Assigned task: What is needed is the complete listing, repeated exactly.

Recorded information:
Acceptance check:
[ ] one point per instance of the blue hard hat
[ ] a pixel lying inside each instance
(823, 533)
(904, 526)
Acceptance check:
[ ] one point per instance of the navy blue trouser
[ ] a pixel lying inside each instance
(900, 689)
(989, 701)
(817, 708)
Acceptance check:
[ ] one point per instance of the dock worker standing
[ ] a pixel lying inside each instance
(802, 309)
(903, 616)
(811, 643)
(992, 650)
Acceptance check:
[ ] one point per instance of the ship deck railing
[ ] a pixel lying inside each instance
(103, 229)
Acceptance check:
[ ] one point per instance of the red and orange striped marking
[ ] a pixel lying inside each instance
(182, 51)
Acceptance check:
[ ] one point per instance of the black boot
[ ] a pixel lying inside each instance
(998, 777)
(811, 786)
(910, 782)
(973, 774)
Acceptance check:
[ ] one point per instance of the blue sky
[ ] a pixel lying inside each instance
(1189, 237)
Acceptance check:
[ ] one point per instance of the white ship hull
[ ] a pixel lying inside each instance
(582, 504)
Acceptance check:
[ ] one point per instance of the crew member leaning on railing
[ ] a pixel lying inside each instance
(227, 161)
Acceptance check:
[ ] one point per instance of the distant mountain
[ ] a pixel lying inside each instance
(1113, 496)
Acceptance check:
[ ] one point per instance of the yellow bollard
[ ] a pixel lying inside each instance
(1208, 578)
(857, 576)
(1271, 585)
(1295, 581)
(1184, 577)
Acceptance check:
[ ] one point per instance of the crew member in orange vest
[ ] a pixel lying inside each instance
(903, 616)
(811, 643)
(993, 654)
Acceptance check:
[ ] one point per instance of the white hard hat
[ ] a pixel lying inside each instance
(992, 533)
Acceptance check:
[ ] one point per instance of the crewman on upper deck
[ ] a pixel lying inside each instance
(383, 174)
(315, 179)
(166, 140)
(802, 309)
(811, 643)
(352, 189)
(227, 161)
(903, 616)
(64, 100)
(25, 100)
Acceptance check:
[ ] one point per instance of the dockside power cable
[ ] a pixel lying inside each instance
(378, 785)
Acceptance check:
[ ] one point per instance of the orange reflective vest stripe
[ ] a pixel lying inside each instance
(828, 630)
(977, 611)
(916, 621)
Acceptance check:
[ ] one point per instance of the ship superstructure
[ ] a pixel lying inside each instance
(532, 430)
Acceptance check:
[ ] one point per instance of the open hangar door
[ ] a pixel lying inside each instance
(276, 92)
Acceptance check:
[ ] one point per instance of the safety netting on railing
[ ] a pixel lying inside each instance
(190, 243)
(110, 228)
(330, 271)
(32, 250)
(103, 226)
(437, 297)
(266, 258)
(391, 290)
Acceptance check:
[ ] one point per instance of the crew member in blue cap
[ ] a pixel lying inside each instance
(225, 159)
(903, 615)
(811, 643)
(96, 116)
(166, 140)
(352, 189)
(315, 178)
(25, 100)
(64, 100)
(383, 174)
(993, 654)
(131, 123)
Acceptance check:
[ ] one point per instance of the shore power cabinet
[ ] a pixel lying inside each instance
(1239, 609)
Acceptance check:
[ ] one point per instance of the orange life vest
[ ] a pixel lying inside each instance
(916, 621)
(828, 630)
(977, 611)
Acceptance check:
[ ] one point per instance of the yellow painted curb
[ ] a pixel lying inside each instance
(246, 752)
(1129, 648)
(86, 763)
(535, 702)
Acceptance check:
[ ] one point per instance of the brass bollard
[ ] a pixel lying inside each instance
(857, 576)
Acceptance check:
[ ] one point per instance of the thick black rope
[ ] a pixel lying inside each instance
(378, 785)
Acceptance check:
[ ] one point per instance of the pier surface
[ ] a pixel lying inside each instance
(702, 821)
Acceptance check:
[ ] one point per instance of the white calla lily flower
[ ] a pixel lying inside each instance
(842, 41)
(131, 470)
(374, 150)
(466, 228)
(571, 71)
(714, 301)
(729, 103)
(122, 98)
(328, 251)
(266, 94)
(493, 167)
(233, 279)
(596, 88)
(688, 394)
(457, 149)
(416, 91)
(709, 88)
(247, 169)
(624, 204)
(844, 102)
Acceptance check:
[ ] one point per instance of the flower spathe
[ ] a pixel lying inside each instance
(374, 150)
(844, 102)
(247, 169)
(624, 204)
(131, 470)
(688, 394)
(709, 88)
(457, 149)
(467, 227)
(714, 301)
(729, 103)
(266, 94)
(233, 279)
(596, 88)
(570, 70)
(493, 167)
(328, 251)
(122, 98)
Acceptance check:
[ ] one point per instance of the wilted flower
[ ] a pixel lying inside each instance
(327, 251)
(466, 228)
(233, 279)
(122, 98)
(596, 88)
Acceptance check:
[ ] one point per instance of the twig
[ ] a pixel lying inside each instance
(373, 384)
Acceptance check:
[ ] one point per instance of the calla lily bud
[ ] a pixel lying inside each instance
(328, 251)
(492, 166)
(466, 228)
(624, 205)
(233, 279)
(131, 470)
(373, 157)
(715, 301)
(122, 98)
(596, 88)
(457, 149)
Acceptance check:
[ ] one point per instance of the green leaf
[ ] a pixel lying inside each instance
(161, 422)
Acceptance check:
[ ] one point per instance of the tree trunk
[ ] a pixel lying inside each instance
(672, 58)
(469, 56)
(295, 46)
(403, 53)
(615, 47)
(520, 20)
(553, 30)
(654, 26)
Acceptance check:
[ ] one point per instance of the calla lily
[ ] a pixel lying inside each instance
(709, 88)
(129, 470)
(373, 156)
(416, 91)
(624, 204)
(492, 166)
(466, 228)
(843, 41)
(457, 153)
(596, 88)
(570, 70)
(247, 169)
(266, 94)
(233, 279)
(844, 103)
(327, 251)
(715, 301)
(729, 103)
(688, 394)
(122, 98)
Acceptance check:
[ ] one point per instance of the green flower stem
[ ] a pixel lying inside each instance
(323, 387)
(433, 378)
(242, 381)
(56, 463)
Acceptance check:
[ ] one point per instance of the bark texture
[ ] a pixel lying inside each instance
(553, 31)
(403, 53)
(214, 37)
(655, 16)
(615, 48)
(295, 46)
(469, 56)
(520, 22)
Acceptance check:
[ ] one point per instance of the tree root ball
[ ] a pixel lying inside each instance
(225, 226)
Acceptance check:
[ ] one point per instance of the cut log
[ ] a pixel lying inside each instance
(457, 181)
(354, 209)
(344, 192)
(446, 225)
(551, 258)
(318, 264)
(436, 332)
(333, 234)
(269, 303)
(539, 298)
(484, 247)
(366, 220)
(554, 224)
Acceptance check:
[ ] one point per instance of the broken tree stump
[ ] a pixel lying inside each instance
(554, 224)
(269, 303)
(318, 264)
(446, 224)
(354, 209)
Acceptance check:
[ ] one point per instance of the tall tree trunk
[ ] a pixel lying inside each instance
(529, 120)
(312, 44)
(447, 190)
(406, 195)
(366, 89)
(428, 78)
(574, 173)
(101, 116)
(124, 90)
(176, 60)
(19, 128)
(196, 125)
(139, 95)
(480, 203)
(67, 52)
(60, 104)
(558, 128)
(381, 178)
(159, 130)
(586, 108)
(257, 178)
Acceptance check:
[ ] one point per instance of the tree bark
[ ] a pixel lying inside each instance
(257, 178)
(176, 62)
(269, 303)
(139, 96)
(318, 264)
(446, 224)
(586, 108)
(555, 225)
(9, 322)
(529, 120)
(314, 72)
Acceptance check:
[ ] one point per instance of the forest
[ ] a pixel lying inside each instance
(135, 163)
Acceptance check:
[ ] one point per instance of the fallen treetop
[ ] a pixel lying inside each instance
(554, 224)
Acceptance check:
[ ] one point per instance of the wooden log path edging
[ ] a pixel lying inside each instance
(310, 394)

Result below:
Acceptance check:
[ ] one point per instance of the blue hard hat
[ ] a pixel lying inside each instance
(823, 533)
(904, 526)
Acceptance check:
[ ] one point per instance of the navy blue trouser
[ ] a pixel lying inside each instance
(900, 689)
(989, 701)
(817, 708)
Acceptance check:
[ ] one point per instance of the dock worker standing
[ ] a pixel lying inside each instance
(802, 309)
(903, 616)
(811, 643)
(992, 650)
Acceptance check:
[ ] one point per instance of the ship deck railing
[ ] a pixel lying inside each instance
(103, 229)
Acceptance check:
[ ] one point per instance of the red and orange striped marking
[ ] a pixel lying inside each instance
(182, 51)
Acceptance check:
[ ] one point per instance of the black boot
[ ] a pixel lying inside each instance
(998, 777)
(811, 786)
(910, 782)
(973, 774)
Acceptance check:
[ ] one point per instance of the blue sky
[ ] a pixel lying inside each instance
(1189, 237)
Acceptance check:
[ ] one point per instance of the white ship hull
[ ] a pixel lying inside each instance
(582, 504)
Acceptance check:
[ ] one point per instance of the crew member leaning on railing
[ ] a pixel lying inside each instance
(227, 161)
Acceptance check:
[ ] one point per instance of the distant mountain
[ ] a pixel lying inside each instance
(1113, 496)
Acceptance check:
[ ] one point per instance of the yellow bollard
[ ] a pixel lying inside each instance
(1208, 578)
(857, 576)
(1271, 585)
(1295, 581)
(1184, 577)
Acceptance check:
[ ] one point per instance of the crew member in orange vest
[ ] a pixel lying inside each instance
(903, 616)
(811, 643)
(993, 654)
Acceptance check:
[ ] one point per instance of the white hard hat
[ ] a pixel lying inside each instance
(992, 533)
Acceptance check:
[ ] one point per instance of the crewman on upper deck
[ ] a pixel lying inside each instance
(383, 174)
(315, 179)
(166, 140)
(802, 309)
(811, 643)
(352, 189)
(227, 161)
(903, 616)
(64, 100)
(25, 100)
Acceptance check:
[ ] one point per instance of the dockside power cable
[ ] a pixel lying inside each instance
(378, 785)
Acceptance check:
[ ] one point per instance of the orange reflective vest stripe
[ ] a pixel lying inside each instance
(828, 630)
(977, 611)
(916, 621)
Acceptance check:
[ ] one point per instance of the ship superstructure
[ ] a pixel lying inside each instance
(532, 430)
Acceptance check:
[ ] one point per instance of the open hangar door
[ ] a pixel lying inside each instance
(276, 92)
Acceptance check:
[ ] one point per instance of the safety netting on railing
[ ] a pixel lying inside each instance
(190, 243)
(110, 228)
(330, 271)
(32, 250)
(103, 226)
(437, 297)
(266, 258)
(391, 290)
Acceptance check:
[ ] one point per instance of the crew member in blue cap
[ ] a pixel lying inside each instance
(225, 159)
(903, 615)
(811, 643)
(96, 116)
(166, 140)
(352, 189)
(315, 178)
(25, 100)
(64, 100)
(383, 174)
(993, 654)
(131, 123)
Acceptance check:
[ ] one point per instance of the shore power cabinet
[ ] a pixel lying inside each instance
(1239, 609)
Acceptance check:
[ ] one point per instance of the orange life vest
[ ] a pixel lying inside each instance
(916, 621)
(828, 630)
(977, 611)
Acceptance check:
[ ] one point per instance of the yellow painted curb
[ ] a pixel lying inside each instance
(246, 752)
(1129, 648)
(86, 763)
(535, 702)
Acceptance check:
[ ] one point per instance of the brass bollard
[ ] a pixel lying inside each instance
(857, 576)
Acceptance check:
[ ] one point per instance of the thick black rope
[ ] a pixel lying inside each instance
(378, 785)
Acceptance check:
[ ] one point per instance of the pier surface
[ ] a pixel lying inside each instance
(702, 821)
Acceptance check:
[ ] one point per instance of the white calla lily flower
[ ] a pixel lying inside each instance
(842, 41)
(131, 470)
(374, 150)
(466, 228)
(571, 71)
(714, 301)
(729, 103)
(122, 98)
(328, 251)
(266, 94)
(493, 167)
(233, 279)
(596, 88)
(688, 394)
(457, 149)
(416, 91)
(709, 88)
(247, 169)
(624, 204)
(844, 102)
Acceptance check:
[ ] one point per instance of the flower spathe
[ ] a pixel lying inside each instance
(374, 150)
(844, 102)
(247, 169)
(624, 204)
(131, 470)
(688, 394)
(709, 88)
(457, 149)
(467, 227)
(714, 301)
(729, 103)
(266, 94)
(233, 279)
(596, 88)
(570, 70)
(493, 167)
(328, 251)
(122, 98)
Acceptance check:
[ ] one point per instance of the wilted flower
[ ] a pixel lying inside each instance
(327, 251)
(466, 228)
(233, 279)
(122, 98)
(596, 88)
Acceptance check:
[ ] one point per instance of the twig
[ ] a pixel lying inside each instance
(373, 384)
Acceptance check:
[ ] one point per instance of the calla lily bud
[ ] a pixel lying inside each instance
(328, 251)
(492, 166)
(466, 228)
(624, 205)
(233, 279)
(131, 470)
(373, 157)
(715, 301)
(122, 98)
(596, 88)
(457, 149)
Acceptance check:
[ ] one point per instance of the green leaf
[ ] a pixel lying inside each instance
(161, 422)
Acceptance check:
[ ] one point per instance of the tree trunk
[ ] a pixel lying inside each instance
(672, 58)
(469, 56)
(295, 46)
(403, 53)
(615, 47)
(520, 20)
(553, 30)
(654, 26)
Acceptance check:
[ ] one point per instance of the calla lily
[ ] a pixel lying inside each instance
(709, 88)
(129, 470)
(373, 156)
(416, 91)
(624, 204)
(492, 166)
(466, 228)
(843, 41)
(457, 153)
(596, 88)
(570, 70)
(247, 169)
(266, 94)
(233, 279)
(844, 103)
(327, 251)
(715, 301)
(729, 103)
(688, 394)
(122, 98)
Acceptance check:
[ ] one point per instance of the green flower stem
[ ] a pixel lying inside each instance
(323, 387)
(433, 378)
(242, 381)
(56, 463)
Acceptance check:
[ ] one point per instance of the bark texture
[ ] a pixel lying inside each instance
(553, 31)
(403, 53)
(214, 37)
(655, 16)
(615, 48)
(295, 46)
(469, 56)
(520, 22)
Acceptance check:
[ ] one point per instance of the tree root ball
[ ] a pixel lying inside each instance
(225, 226)
Acceptance check:
[ ] one point per instance of the cut log
[ ] a pixel lying inside each instance
(457, 181)
(354, 209)
(344, 192)
(446, 225)
(551, 258)
(318, 264)
(436, 332)
(333, 234)
(269, 303)
(539, 298)
(484, 247)
(366, 220)
(554, 224)
Acceptance check:
[ ] one point per instance of the broken tree stump
[ ] a pixel lying inside each instance
(554, 224)
(269, 303)
(318, 264)
(446, 224)
(354, 209)
Acceptance check:
[ ] one point per instance of the tall tree trunk
[ ] a pixel lying inside each instance
(529, 120)
(312, 44)
(447, 190)
(406, 195)
(366, 89)
(428, 78)
(574, 173)
(101, 116)
(124, 90)
(176, 60)
(19, 128)
(196, 125)
(139, 95)
(480, 203)
(67, 52)
(60, 104)
(558, 128)
(381, 178)
(159, 130)
(586, 108)
(257, 178)
Acceptance check:
[ ] one point per instance of the tree bark
[ ] a pixel lying inside each instance
(257, 178)
(176, 62)
(269, 303)
(139, 96)
(318, 264)
(446, 224)
(586, 108)
(555, 225)
(9, 322)
(529, 120)
(314, 72)
Acceptance check:
[ ] one point per instance of the forest
[ ] a pixel lying inside each instance
(135, 163)
Acceptance check:
[ ] one point per instance of the fallen treetop
[ ] a pixel lying inside each instance
(554, 224)
Acceptance check:
[ ] one point per instance of the wooden log path edging
[ ] a pixel lying inside each instance
(310, 394)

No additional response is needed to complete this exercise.